Four representative cell lines—MDA-MB-231 human breast adenocarcinoma, RPMI-7951 and SK-MEL-28 human skin melanoma, and IC-21 mouse peritoneal macrophages—were plated onto fluorescein (green)-conjugated gelatin substrates at 20,000 cells/cm2 for a culture duration of 24 hours (Figure 1). F-actin and nuclei were stained, respectively, with TRITC-phalloidin (bottom panel, red) and DAPI (bottom panel, blue).
MDA-MB-231, RPMI-7951, and IC-21 gelatin proteolysis demonstrate the range of degradation patterns that may be observed due to invadopodia or podosome formation, including “punctate”, “linear”, or “blotchy” areas devoid of fluorescein-gelatin fluorescence.
Often, not all cells in a population will exhibit proteolytic behavior, and cellular movement between sites of degradation may frequently be observed. SK-MEL-28 cells, a noninvasive melanoma type, do not display gelatin degradation as expected.

• **DATASET EXTRACT**

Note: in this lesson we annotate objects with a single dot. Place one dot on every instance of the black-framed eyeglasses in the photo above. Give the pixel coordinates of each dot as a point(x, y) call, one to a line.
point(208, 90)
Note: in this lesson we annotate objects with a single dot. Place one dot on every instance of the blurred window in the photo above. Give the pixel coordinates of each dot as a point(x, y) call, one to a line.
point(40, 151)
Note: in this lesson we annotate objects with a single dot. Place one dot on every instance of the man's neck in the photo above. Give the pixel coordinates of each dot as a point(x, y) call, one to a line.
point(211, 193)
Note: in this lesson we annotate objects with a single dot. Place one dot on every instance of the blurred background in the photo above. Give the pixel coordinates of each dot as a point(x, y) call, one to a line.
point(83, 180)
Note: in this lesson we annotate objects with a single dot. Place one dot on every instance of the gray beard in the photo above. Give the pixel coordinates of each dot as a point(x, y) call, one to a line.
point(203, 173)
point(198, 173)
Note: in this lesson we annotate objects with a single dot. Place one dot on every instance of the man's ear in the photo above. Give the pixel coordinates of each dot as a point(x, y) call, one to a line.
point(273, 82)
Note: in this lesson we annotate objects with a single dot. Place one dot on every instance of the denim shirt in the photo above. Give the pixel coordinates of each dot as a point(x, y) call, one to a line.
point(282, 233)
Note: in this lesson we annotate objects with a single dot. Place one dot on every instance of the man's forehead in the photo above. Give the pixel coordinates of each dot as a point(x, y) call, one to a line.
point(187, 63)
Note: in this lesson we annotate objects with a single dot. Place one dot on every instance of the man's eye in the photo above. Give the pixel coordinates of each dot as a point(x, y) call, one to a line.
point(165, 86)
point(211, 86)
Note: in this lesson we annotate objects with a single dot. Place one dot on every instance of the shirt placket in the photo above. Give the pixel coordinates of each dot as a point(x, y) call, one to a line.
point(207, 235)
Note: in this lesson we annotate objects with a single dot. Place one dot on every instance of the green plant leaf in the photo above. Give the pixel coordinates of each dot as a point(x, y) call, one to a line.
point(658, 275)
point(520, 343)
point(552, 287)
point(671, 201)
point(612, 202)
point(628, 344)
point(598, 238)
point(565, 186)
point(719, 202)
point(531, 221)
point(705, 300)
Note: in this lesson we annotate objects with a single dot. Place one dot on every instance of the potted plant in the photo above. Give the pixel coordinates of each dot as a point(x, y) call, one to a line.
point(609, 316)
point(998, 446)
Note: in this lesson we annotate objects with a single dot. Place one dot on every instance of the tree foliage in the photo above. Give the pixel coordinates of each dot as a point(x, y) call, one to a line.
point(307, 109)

• **ACTIVITY LIST**
(a) Which cell lines does the gelatin degradation passage name? List every one.
(b) Answer these from the gelatin degradation passage:
(i) At what density were the cells plated?
(ii) What stain was used for the nuclei?
(iii) Which cell line is described as a noninvasive melanoma type?
(c) Duplicate the part of the gelatin degradation passage starting with "Often, not all" and going on through "degradation as expected.".

• **OUTPUTS FOR THE TASKS**
(a) MDA-MB-231, RPMI-7951, SK-MEL-28, IC-21

(b)
(i) 20,000 cells/cm2
(ii) DAPI
(iii) SK-MEL-28

(c)
Often, not all cells in a population will exhibit proteolytic behavior, and cellular movement between sites of degradation may frequently be observed. SK-MEL-28 cells, a noninvasive melanoma type, do not display gelatin degradation as expected.